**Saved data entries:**
....
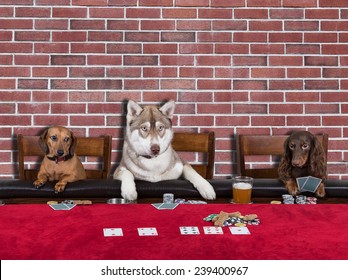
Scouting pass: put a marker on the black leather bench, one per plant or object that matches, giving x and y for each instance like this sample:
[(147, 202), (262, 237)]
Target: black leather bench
[(180, 188)]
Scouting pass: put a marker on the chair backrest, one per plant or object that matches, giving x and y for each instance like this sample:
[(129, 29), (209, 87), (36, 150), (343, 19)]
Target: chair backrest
[(200, 143), (98, 147), (262, 145)]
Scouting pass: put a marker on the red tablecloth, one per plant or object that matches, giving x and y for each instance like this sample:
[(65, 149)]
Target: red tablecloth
[(286, 232)]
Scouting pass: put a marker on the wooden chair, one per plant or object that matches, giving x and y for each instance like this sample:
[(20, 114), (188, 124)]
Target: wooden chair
[(200, 143), (262, 145), (99, 147)]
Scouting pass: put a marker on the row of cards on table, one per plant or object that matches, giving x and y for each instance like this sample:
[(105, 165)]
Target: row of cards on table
[(184, 230)]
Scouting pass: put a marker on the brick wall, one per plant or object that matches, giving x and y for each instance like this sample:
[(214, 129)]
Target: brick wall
[(241, 66)]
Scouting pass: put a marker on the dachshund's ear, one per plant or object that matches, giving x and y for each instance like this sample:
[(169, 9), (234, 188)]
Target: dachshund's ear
[(287, 151), (43, 142), (317, 152), (285, 163), (72, 144)]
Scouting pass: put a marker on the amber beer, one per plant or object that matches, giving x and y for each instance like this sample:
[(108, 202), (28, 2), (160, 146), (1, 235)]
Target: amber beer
[(242, 187)]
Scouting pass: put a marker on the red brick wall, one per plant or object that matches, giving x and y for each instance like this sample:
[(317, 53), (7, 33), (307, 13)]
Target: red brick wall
[(241, 66)]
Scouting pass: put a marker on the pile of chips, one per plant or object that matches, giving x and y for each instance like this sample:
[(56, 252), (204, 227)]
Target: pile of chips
[(299, 199), (234, 221)]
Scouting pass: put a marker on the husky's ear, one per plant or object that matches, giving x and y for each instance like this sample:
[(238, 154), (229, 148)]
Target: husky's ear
[(168, 109), (133, 109)]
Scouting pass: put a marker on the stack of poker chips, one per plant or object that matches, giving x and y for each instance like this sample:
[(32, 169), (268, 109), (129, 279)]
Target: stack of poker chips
[(235, 221), (300, 199), (288, 199), (311, 200)]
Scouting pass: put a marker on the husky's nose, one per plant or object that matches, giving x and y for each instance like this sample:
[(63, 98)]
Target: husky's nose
[(155, 149)]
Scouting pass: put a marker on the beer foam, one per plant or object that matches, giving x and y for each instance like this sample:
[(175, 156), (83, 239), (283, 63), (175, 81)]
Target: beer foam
[(242, 186)]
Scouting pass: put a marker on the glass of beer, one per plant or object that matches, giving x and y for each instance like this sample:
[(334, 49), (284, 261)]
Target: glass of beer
[(241, 189)]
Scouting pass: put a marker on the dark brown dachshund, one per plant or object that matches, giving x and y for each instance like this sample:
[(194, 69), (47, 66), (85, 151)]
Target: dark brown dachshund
[(60, 162), (303, 156)]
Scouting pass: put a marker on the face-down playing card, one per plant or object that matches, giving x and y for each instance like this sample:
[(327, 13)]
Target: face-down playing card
[(239, 230), (189, 230), (112, 232), (147, 231), (213, 230), (309, 184)]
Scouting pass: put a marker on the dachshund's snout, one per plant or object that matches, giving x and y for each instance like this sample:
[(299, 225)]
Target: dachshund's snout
[(298, 162)]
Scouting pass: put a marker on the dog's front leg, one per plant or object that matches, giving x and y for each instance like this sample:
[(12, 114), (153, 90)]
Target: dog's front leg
[(128, 190), (203, 186), (321, 190)]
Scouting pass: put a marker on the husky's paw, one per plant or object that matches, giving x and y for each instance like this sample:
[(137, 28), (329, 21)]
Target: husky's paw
[(206, 190), (128, 191)]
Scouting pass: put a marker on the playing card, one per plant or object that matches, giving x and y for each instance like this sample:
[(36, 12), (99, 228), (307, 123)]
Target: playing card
[(62, 206), (147, 231), (301, 181), (189, 230), (165, 206), (239, 230), (213, 230), (311, 184), (113, 232)]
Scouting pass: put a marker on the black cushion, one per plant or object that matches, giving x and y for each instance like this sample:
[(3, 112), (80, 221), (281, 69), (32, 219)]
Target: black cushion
[(180, 188)]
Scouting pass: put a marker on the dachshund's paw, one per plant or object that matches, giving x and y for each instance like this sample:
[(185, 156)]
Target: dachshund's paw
[(59, 187), (39, 183), (320, 191)]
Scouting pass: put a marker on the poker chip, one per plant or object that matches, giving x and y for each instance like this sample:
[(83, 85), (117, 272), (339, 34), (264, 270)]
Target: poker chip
[(276, 202), (288, 199), (311, 200), (301, 199), (234, 221), (239, 225), (52, 202)]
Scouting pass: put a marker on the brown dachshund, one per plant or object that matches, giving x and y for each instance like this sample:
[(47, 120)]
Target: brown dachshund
[(303, 156), (60, 162)]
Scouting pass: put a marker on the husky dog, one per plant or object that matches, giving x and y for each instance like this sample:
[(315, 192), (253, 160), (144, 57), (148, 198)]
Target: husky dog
[(148, 154)]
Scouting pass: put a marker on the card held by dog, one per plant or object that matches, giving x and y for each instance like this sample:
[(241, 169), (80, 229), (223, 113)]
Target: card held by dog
[(148, 154), (60, 162)]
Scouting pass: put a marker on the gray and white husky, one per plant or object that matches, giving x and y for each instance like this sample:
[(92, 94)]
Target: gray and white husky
[(148, 154)]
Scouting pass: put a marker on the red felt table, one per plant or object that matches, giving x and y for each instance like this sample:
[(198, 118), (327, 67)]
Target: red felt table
[(286, 232)]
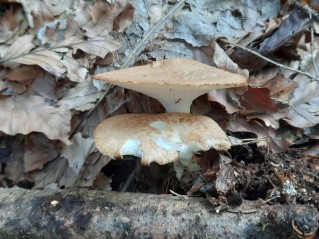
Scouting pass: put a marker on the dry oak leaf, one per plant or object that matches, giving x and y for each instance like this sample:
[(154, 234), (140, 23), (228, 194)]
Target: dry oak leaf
[(53, 63), (25, 114)]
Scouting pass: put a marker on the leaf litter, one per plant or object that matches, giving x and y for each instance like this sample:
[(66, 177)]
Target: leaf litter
[(50, 106)]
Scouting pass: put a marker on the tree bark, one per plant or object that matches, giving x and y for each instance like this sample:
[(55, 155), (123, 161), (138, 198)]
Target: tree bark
[(95, 214)]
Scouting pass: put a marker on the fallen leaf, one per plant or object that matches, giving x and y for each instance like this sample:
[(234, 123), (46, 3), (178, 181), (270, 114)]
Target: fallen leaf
[(53, 63), (39, 150), (81, 97), (25, 114), (258, 100), (24, 74), (76, 154), (20, 47)]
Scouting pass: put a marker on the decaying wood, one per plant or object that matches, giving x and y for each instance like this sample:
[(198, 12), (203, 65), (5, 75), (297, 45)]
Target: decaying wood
[(93, 214)]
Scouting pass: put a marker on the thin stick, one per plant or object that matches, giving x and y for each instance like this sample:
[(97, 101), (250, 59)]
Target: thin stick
[(311, 45), (142, 44), (271, 61)]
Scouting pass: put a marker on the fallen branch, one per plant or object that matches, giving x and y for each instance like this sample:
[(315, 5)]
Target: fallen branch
[(94, 214)]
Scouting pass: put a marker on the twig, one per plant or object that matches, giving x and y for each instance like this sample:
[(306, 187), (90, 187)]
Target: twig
[(311, 44), (271, 61), (235, 141), (150, 35)]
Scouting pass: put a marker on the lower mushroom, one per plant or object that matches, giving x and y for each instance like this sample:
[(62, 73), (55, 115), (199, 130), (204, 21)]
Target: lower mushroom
[(161, 138)]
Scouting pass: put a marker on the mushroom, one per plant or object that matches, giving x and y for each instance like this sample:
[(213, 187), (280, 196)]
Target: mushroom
[(161, 138), (175, 83), (168, 137)]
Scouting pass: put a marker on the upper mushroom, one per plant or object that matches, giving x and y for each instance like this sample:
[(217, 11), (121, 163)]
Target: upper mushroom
[(175, 83)]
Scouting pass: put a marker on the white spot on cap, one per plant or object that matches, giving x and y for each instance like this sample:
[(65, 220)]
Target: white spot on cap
[(158, 124), (131, 147)]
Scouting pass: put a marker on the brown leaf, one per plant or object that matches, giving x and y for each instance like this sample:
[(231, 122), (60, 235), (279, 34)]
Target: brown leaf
[(25, 114), (24, 74), (257, 99), (38, 151), (53, 63)]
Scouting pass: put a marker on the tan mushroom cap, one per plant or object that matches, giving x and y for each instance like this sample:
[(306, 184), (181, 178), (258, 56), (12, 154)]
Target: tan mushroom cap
[(161, 138), (173, 82)]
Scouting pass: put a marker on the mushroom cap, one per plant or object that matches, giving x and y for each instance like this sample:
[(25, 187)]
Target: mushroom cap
[(161, 138), (173, 82)]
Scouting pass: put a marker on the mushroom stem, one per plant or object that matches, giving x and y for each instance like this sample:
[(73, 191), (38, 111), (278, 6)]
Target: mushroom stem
[(185, 164)]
....
**Task description:** Switch "put a marker on" to "place a dot on" in the material from the line with "Scouting pass: put a marker on the decaying" to the line with "[(311, 44), (271, 61), (235, 141), (150, 35)]", and return only those lines, with everything else left the same.

**Solution for this problem:**
Scouting pass: place a dot on the decaying wood, one per plant or object that matches, giving x and y for each instance like this sample:
[(198, 12), (203, 65), (5, 75), (297, 45)]
Target: decaying wood
[(93, 214)]
Scouting pass: place a dot on the thin stick, one per plant or object that matches, giving x and y for each instance like this sample:
[(97, 101), (250, 59)]
Target: thin stick
[(311, 45), (142, 44), (271, 61)]
Scouting pass: place a dot on the fallen branch, one per plant or object that matches, giving x and y for each instance like this sample:
[(315, 5)]
Target: fallen branch
[(94, 214)]
Scouting pass: place a dot on the twig, one per plant or object that matches, giving x and y for each instance like this sample:
[(306, 187), (90, 187)]
Target: twig
[(311, 44), (271, 61), (235, 141), (150, 35)]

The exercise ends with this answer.